◆ **Source excerpt**

● ● ●

Via thedailywh.at:
A 22-year-old senior named Sarah Grunfeld complained to local Jewish groups that Professor Cameron Johnston had the audacity to exclaim “all Jews should be sterilized” in his “Self, Culture and Society” class.
Except that, had Grunfeld not tuned Johnston out before leaving the classroom in a huff, she might have heard him say “‘All Jews should be sterilized’…would be an example of an unacceptable and dangerous opinion.”
Luckily, Johnston managed to talk the Jewish community down from their calls to have him fired. The incident was “a very unfortunate misunderstanding,” said Centre for Israel and Jewish Affairs rep. Sheldon Goodman.
Grunfeld, however, is not backing down from her claim that Johnston is an anti-Semitic Jew: “The words, ‘Jews should be sterilized’ still came out of his mouth,” she told the Toronto Star, “so regardless of the context I still think that’s pretty serious.”
Comment of note:
“‘Jews should be sterilized’” – Sarah Grunfeld, York University student campaigning to have Jewish professor fired.
The Toronto News notes that, before anyone had talked to Professor Johnston, “She contacted Oriyah Barzilay, the president of Hasbara at York — an Israel advocacy group on campus — who then sent a press release to media and other Jewish community groups calling for Johnston to be fired.”

● ● ●

◆ **Given data**
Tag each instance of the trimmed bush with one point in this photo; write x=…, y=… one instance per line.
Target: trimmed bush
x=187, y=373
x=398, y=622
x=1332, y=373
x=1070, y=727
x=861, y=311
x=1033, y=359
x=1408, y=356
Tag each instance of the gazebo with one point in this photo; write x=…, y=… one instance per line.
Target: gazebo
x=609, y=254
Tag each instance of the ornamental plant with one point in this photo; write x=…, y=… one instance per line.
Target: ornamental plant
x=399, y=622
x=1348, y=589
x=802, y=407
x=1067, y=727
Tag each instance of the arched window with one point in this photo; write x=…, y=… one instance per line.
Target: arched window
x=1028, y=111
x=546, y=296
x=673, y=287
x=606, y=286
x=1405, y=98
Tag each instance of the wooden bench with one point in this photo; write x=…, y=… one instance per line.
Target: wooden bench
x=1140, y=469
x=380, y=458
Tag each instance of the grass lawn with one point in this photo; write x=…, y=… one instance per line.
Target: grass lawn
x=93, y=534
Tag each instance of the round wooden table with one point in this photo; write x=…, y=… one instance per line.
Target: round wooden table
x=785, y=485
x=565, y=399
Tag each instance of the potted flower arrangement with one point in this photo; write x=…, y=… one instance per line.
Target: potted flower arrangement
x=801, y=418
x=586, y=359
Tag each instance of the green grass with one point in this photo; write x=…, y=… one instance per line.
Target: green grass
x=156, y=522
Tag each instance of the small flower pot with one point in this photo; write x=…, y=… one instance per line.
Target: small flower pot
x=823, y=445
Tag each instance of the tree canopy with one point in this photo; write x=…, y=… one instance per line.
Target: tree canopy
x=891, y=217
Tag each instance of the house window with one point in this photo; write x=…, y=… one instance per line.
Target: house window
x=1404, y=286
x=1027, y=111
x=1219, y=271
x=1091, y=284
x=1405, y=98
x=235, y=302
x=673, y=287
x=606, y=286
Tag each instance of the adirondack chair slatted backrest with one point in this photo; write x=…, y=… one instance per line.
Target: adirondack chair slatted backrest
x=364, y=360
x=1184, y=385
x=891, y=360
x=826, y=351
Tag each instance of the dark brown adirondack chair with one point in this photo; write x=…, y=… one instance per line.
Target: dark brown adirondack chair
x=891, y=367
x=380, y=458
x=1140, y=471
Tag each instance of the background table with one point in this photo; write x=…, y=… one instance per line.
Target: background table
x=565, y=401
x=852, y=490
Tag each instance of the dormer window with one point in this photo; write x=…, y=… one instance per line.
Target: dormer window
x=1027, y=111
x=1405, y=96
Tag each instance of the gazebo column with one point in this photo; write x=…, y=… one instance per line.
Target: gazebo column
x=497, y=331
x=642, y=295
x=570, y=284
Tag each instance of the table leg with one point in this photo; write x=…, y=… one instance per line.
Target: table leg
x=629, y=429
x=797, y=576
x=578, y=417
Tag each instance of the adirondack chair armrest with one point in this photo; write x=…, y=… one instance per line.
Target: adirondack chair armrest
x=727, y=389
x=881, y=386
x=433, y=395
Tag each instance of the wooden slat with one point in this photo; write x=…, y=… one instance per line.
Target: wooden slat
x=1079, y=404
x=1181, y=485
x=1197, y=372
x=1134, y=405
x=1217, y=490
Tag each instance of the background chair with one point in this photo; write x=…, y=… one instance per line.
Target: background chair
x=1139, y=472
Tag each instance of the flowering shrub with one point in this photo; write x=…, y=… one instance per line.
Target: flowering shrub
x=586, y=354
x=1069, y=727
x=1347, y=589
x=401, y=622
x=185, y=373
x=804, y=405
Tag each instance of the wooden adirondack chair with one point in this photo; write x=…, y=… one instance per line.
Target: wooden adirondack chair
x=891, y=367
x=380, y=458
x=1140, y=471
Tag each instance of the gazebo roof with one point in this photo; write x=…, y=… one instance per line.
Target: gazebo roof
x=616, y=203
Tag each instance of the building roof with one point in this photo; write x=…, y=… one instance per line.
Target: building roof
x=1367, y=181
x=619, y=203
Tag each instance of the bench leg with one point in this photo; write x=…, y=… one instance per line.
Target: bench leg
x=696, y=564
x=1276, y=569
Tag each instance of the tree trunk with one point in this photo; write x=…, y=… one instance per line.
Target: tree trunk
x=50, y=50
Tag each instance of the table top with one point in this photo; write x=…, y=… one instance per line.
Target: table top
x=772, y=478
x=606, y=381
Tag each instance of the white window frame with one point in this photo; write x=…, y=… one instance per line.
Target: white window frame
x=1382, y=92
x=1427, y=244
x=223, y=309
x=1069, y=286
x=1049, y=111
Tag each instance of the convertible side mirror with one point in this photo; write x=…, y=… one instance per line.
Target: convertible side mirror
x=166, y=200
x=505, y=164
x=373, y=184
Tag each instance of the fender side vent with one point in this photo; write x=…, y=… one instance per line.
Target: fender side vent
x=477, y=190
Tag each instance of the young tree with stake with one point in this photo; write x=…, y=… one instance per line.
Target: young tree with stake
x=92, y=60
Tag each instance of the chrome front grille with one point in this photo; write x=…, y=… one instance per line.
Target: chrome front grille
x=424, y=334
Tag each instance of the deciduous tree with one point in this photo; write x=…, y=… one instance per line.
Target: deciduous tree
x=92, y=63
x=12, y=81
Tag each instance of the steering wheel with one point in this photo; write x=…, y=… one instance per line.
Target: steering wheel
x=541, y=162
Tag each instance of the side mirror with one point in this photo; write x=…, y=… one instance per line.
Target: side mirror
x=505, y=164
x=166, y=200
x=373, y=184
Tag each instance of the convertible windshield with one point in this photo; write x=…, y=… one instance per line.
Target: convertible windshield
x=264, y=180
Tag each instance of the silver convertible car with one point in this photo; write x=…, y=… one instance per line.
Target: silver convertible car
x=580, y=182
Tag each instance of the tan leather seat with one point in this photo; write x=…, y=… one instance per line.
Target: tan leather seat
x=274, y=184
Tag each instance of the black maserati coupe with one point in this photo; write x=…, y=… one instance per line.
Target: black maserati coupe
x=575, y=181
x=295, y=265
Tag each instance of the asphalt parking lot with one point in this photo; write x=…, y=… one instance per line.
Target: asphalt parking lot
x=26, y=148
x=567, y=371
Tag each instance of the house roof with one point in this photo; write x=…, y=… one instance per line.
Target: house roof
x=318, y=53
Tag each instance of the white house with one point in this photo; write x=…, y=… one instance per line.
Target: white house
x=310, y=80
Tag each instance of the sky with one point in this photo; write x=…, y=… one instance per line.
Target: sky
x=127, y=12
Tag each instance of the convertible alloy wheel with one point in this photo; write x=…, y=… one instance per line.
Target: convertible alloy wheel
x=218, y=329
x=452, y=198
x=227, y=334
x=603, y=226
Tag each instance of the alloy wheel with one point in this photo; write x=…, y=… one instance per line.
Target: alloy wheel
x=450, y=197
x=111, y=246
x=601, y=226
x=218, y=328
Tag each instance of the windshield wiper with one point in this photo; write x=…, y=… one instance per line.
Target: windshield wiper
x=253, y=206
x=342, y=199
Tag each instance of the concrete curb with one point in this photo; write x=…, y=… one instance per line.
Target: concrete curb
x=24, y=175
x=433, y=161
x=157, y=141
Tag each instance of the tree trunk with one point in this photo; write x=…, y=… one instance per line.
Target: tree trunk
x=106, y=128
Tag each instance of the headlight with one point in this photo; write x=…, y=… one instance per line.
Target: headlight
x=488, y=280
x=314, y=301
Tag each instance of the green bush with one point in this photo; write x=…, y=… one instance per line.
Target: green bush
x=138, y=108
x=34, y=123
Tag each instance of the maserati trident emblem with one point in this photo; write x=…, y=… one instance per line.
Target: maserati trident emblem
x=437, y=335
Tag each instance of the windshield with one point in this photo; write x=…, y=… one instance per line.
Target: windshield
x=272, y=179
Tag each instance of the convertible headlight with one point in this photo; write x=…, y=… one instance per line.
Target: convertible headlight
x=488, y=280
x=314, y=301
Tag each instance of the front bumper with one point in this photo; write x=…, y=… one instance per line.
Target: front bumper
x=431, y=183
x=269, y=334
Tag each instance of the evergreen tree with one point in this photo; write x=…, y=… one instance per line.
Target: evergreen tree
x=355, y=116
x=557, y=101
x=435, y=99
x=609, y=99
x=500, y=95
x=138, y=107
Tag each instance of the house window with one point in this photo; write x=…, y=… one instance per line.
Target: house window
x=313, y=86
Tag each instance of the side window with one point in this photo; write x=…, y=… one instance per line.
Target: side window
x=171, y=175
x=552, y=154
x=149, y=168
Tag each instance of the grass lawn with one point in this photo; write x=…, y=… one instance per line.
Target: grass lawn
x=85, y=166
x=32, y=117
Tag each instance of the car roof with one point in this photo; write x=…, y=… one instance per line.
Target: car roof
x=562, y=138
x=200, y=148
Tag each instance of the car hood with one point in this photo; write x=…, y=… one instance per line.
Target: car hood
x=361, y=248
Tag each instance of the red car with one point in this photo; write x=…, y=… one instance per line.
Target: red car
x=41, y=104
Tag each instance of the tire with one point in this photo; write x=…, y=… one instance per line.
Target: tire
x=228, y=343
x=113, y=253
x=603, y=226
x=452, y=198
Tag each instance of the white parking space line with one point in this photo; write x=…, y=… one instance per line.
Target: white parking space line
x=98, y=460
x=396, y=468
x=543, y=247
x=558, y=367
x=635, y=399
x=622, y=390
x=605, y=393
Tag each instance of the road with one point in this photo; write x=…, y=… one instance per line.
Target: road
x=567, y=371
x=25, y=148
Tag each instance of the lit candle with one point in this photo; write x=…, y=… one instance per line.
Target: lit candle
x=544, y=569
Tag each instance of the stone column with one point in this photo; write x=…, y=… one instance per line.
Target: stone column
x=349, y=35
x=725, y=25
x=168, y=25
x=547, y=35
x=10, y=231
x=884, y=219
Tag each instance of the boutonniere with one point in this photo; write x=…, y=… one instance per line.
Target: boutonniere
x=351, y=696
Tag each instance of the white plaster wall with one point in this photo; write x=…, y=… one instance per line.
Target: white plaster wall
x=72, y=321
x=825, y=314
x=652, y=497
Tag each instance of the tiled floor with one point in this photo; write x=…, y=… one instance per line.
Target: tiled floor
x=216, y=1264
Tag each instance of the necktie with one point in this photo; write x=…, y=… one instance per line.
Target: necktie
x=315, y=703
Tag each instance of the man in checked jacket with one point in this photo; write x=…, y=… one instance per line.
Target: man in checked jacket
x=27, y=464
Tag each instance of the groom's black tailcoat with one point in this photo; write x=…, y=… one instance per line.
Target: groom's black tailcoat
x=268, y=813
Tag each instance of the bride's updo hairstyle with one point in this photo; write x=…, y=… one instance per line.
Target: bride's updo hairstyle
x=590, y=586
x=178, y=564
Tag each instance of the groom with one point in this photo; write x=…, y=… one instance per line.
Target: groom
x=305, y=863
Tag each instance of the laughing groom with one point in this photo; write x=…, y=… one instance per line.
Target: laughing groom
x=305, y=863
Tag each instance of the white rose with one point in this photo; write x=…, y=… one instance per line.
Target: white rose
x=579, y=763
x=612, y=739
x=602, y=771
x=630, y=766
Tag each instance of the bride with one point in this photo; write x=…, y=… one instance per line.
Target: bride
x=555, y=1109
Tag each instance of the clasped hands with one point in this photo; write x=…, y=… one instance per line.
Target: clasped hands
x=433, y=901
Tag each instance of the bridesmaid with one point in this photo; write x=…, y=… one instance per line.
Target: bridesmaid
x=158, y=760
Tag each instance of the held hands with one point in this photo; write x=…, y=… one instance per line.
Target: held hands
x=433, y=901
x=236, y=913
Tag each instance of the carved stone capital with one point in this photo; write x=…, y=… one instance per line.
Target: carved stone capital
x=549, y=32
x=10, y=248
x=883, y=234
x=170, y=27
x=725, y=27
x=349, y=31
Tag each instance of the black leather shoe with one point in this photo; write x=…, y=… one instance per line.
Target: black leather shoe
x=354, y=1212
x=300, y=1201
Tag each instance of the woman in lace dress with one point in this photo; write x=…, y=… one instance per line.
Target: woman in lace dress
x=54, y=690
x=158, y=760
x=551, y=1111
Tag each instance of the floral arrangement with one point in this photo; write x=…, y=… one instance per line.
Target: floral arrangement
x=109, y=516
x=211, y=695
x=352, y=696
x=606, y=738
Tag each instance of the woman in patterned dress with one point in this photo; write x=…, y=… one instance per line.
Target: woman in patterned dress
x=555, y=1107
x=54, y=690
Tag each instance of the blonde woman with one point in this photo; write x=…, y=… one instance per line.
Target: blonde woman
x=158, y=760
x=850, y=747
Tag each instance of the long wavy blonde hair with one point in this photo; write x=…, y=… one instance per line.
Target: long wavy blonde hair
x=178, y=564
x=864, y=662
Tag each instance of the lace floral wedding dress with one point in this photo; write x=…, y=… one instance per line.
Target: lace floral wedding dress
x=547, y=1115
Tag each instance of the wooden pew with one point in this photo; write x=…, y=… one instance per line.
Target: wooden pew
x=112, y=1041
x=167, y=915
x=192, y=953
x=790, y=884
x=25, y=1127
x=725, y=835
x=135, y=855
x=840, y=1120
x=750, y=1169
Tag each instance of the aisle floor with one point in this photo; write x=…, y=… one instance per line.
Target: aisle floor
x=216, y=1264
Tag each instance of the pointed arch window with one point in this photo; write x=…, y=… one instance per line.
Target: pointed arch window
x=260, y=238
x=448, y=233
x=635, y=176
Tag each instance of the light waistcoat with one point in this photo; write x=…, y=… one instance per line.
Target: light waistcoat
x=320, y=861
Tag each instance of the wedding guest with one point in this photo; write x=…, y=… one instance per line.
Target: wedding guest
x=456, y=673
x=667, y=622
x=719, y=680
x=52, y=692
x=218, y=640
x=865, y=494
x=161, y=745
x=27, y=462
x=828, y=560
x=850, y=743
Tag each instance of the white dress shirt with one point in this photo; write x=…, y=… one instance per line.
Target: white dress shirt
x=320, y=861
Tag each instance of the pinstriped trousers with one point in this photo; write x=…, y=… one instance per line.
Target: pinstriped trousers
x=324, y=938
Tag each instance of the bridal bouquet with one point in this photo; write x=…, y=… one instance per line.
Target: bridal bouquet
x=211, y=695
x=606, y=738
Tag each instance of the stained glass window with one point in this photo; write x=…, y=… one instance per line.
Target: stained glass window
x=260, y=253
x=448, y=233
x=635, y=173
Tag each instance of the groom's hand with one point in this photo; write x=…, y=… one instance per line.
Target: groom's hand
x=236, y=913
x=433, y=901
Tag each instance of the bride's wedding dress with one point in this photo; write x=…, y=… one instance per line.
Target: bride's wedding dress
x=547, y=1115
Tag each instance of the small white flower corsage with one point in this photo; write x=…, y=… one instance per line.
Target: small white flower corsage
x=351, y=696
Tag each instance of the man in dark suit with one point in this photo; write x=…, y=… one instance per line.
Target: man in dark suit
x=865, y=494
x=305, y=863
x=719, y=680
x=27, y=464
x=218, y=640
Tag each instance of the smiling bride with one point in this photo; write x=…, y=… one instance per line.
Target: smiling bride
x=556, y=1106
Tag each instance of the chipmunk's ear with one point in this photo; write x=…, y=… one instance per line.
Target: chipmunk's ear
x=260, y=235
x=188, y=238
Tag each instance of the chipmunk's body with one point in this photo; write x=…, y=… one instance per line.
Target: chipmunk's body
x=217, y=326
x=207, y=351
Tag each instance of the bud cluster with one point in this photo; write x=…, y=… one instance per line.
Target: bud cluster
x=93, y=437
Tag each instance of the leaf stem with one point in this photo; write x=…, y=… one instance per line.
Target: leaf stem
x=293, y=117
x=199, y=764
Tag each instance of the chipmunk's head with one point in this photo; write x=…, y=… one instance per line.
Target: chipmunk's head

● ● ●

◆ **Problem details**
Set down the York University piece word for word, starting with "Except that, had" and going on through "rep. Sheldon Goodman.". The material has no connection to the York University piece.

◆ **Solution for this exercise**
Except that, had Grunfeld not tuned Johnston out before leaving the classroom in a huff, she might have heard him say “‘All Jews should be sterilized’…would be an example of an unacceptable and dangerous opinion.”
Luckily, Johnston managed to talk the Jewish community down from their calls to have him fired. The incident was “a very unfortunate misunderstanding,” said Centre for Israel and Jewish Affairs rep. Sheldon Goodman.